##### Registros proporcionados #####
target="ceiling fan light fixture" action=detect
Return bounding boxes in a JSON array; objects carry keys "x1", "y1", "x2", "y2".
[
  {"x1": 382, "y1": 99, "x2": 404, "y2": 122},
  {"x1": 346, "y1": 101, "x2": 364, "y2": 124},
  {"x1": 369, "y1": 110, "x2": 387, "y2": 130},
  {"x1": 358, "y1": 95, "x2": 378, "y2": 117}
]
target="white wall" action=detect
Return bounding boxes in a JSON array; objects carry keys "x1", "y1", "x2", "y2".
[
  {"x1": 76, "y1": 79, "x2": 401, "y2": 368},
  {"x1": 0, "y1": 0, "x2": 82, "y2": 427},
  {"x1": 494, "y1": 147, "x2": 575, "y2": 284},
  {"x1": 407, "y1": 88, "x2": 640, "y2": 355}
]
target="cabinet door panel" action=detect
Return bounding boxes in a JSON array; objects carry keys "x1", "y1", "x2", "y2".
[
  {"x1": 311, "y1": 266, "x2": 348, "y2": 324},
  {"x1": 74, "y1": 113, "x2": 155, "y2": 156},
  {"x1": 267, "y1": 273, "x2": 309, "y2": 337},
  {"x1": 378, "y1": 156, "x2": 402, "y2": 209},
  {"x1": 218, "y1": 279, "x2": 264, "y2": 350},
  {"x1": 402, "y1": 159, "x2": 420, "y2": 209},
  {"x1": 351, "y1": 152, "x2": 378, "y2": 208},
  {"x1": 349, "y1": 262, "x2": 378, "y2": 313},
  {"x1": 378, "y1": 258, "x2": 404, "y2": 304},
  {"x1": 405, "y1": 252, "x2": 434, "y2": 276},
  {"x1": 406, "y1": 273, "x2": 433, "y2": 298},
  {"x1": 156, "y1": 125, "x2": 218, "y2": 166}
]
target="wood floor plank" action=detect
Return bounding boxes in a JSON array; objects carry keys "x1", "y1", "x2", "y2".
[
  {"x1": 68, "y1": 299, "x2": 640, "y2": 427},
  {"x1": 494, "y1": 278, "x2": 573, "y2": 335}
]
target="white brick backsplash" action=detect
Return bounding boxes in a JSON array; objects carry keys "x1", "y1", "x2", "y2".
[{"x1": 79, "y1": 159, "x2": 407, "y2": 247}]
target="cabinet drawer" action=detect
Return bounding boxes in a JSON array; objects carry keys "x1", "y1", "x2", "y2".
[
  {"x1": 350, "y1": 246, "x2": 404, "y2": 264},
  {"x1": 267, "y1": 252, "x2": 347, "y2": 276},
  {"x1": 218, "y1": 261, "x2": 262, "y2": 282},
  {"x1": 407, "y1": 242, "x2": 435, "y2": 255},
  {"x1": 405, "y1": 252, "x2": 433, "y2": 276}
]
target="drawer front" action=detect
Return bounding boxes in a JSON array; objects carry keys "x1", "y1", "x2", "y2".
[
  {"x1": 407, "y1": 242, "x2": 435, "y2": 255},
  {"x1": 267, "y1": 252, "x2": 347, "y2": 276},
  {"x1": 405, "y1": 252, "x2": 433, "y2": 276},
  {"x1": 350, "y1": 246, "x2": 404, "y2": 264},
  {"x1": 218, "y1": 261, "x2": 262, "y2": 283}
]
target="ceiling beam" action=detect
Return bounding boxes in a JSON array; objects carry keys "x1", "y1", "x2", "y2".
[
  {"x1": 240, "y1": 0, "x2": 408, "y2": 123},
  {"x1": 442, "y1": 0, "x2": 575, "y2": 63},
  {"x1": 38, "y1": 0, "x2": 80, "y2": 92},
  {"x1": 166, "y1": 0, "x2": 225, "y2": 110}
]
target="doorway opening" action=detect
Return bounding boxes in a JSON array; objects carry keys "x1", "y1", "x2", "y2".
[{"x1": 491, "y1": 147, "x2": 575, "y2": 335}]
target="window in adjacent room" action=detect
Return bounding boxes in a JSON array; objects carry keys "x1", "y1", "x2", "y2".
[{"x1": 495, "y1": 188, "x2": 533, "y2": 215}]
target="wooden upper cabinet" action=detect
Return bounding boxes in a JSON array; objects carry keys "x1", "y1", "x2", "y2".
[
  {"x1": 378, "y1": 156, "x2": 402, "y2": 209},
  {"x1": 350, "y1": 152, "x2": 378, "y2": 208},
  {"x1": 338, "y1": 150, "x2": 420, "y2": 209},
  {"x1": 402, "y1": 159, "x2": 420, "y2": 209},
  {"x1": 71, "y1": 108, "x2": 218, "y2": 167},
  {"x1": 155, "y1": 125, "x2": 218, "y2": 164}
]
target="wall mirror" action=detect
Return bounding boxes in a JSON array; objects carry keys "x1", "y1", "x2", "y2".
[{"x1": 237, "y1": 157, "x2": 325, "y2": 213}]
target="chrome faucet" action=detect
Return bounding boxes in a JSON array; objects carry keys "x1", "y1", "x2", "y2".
#####
Consigna:
Muestra cada línea de las filas anteriores en la que aparezca la cadena "white". Se distinguen mayúsculas y minúsculas.

Respuesta:
target="white wall" action=detect
target="white brick backsplash" action=detect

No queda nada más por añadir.